[EXTRAIT DU DOCUMENT]
================

Elle se radicalise au sens le plus simple du terme : en passant de la parole à l’action. Moins sa voix est écoutée et plus son corps parle. J’ai été ébloui par l’interprétation d’Emmanuelle, qui a eu la délicatesse de ne pas tomber dans le piège du larmoyant.
Il y a un contraste saisissant entre les mondes dans lesquels évoluent le lobbyiste Mathias et la militante France. Comment avez-vous pensé cette fracture au sein du film ?
Mais ils ont des choses en commun ! Ils font tous les deux des anniversaires, des fêtes… Ce sont des mondes antinomiques mais leurs vies comportent des similitudes ; il y a de grandes joies, de grandes peines, des enfants qui naissent…
La séparation s’effectue d’un point de vue moral, au sens de l’éthique : comment chacun décide de mener sa vie. Cet écart grandit au fil du film, jusqu’à atteindre un point de non-retour. Mais dans la forme, je me dis parfois que si un extraterrestre nous regarde de sa planète, il doit se dire : « C’est drôle, ces gens qui sont si différents et pourtant si proches. »
Vous tournez un biopic sur l’Abbé Pierre. Quel lien faites-vous entre Goliath et ce prochain film ?
J’ai l’impression que plus j’avance, plus j’explore la nécessité de l’humanisme au milieu de nos sociétés. L’Abbé Pierre en fait partie, même si c’est cette fois le point de vue d’un homme qui a dédié sa vie aux autres.
Il a prouvé que s’il pouvait s’engager, n’importe qui pouvait le faire. Il nous reste quatre semaines de tournage à l’été, le film sortira sans doute fin 2023.

================

[TÂCHE À RÉALISER] D'après l'entretien, quand le film sur l'Abbé Pierre devrait-il sortir ? Les lignes qui suivent n'ont aucun lien avec l'entretien.

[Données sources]
================

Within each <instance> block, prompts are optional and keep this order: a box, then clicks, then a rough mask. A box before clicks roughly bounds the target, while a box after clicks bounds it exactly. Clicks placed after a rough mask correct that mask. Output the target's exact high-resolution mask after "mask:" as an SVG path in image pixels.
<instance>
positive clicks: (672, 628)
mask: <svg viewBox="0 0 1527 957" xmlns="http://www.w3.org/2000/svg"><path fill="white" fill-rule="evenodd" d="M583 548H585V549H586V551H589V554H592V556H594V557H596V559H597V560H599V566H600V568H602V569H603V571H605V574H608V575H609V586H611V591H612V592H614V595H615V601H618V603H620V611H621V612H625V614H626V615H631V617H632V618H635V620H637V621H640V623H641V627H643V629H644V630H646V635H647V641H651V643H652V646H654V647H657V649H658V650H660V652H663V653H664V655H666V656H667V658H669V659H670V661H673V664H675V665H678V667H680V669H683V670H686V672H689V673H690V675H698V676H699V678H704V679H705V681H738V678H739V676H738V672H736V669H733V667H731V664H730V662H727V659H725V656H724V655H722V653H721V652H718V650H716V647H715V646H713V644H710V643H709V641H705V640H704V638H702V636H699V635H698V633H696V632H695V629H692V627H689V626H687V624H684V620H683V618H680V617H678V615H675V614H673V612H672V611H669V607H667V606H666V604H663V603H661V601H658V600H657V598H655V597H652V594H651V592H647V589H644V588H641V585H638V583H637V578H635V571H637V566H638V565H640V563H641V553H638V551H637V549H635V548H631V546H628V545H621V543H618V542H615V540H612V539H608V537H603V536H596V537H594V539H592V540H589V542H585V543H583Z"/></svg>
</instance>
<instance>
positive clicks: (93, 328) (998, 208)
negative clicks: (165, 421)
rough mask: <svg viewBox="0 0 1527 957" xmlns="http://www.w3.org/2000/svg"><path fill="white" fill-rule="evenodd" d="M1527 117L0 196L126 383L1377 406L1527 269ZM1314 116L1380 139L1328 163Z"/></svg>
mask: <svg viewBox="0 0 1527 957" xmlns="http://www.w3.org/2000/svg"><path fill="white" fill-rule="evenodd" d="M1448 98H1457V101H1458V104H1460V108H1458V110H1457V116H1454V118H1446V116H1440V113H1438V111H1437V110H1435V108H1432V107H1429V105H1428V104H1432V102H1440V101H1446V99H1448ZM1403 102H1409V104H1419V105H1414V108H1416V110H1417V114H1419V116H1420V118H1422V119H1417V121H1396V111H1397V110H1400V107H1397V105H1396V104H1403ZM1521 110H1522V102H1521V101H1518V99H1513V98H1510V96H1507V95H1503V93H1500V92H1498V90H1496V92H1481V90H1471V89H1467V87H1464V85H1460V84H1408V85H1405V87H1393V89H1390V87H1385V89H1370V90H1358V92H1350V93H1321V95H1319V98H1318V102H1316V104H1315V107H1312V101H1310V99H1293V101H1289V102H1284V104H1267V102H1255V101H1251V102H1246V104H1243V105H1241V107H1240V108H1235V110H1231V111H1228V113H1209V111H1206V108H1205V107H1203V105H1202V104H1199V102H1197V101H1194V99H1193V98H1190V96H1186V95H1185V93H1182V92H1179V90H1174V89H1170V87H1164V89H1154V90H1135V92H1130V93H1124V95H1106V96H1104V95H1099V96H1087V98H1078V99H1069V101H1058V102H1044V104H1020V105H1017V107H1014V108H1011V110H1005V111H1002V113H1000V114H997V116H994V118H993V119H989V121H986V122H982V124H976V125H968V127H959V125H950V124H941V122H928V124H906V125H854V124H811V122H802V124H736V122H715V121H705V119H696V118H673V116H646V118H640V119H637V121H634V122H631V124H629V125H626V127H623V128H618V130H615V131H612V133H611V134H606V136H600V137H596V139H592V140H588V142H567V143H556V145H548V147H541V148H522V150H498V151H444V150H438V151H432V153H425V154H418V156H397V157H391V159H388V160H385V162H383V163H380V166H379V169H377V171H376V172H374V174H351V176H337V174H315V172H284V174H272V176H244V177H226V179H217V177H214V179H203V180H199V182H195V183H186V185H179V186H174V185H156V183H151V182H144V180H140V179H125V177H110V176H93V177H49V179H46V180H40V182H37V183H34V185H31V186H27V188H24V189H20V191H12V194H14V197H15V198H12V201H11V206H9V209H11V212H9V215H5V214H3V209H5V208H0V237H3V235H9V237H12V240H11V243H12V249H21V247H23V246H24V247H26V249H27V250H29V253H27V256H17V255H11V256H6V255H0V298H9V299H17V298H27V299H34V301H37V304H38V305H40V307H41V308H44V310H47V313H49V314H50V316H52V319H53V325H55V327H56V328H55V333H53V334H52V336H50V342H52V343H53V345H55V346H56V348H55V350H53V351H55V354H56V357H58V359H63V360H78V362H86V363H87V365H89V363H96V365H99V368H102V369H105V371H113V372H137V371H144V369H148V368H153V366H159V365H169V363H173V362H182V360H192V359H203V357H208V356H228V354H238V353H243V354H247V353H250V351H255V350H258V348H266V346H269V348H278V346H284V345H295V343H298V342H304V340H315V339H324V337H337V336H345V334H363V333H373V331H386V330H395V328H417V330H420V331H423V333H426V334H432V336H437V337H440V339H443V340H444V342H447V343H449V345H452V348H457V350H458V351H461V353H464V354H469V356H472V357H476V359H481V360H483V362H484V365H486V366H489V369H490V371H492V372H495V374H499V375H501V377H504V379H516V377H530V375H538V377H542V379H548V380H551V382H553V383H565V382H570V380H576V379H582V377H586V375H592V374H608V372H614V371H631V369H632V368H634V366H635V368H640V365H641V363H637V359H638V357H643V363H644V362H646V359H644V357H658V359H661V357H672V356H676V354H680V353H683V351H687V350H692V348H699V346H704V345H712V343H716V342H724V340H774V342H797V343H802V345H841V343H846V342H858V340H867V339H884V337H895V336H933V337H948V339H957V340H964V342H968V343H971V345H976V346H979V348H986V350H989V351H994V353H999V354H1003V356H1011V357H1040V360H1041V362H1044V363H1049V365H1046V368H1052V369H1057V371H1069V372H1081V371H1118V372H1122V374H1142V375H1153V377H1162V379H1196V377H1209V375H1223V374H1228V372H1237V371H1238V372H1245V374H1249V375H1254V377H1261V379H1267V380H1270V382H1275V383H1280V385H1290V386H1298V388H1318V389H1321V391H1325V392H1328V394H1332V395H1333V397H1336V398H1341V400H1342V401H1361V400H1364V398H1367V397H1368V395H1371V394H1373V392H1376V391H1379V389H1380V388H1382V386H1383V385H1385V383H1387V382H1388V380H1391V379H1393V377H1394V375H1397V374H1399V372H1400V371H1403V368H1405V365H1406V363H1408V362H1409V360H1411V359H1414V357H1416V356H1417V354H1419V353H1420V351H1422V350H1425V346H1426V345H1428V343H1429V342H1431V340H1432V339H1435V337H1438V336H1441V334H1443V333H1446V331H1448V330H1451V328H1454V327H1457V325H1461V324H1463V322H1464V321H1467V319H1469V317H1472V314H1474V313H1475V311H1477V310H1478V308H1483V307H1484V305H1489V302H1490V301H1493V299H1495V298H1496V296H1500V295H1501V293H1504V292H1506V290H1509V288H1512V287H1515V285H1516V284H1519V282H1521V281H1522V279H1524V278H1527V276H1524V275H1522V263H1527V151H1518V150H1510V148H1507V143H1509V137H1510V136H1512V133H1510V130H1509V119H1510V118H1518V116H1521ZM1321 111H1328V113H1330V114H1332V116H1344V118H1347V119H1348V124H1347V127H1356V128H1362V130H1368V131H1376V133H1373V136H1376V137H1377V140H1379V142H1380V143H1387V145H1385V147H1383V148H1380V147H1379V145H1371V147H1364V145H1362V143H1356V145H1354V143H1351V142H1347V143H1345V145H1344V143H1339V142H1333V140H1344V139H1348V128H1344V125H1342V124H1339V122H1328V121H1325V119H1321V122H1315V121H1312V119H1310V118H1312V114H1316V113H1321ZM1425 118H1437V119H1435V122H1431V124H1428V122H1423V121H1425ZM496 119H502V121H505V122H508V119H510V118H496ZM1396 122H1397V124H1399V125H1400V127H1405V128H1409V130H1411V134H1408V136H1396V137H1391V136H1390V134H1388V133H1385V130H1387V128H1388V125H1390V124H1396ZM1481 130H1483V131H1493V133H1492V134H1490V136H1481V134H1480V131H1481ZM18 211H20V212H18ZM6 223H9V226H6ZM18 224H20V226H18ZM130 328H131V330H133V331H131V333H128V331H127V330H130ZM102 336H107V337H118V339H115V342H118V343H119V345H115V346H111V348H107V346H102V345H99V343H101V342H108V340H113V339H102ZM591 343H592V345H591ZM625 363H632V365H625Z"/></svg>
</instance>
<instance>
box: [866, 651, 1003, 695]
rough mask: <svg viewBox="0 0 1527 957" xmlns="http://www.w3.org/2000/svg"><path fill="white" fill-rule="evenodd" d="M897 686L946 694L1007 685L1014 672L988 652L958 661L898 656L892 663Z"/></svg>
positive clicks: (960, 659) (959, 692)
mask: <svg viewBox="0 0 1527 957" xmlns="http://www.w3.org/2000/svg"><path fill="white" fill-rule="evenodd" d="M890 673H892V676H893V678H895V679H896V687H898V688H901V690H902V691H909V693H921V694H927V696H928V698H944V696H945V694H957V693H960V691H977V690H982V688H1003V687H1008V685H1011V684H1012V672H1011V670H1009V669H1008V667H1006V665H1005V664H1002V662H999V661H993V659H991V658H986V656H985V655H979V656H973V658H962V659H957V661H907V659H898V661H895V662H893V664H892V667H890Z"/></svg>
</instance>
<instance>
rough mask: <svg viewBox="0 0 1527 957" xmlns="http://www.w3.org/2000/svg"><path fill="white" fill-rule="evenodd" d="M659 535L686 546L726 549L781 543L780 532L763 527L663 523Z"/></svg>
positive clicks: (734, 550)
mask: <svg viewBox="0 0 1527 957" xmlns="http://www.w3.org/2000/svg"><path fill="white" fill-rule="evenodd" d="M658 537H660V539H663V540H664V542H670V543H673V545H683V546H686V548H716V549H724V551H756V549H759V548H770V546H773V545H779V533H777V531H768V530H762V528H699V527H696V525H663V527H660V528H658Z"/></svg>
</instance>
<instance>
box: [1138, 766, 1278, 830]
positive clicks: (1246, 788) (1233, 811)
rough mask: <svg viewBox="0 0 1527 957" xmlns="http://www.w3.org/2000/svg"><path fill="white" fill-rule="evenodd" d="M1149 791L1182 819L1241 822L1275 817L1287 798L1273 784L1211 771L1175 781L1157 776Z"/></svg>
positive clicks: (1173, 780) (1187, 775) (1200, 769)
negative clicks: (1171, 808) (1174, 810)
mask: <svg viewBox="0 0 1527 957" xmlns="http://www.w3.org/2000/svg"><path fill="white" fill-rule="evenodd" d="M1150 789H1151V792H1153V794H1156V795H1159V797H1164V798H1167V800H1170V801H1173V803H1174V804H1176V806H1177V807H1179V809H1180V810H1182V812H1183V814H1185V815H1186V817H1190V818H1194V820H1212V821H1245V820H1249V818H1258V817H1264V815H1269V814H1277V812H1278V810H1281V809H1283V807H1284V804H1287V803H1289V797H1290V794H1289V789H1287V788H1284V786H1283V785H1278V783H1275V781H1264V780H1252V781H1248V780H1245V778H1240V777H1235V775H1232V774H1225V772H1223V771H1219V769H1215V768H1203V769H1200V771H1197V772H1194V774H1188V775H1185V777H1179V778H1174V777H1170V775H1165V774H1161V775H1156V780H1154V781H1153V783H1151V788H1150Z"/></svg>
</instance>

================

[SOLUTION DE LA TÂCHE] Sans doute fin 2023.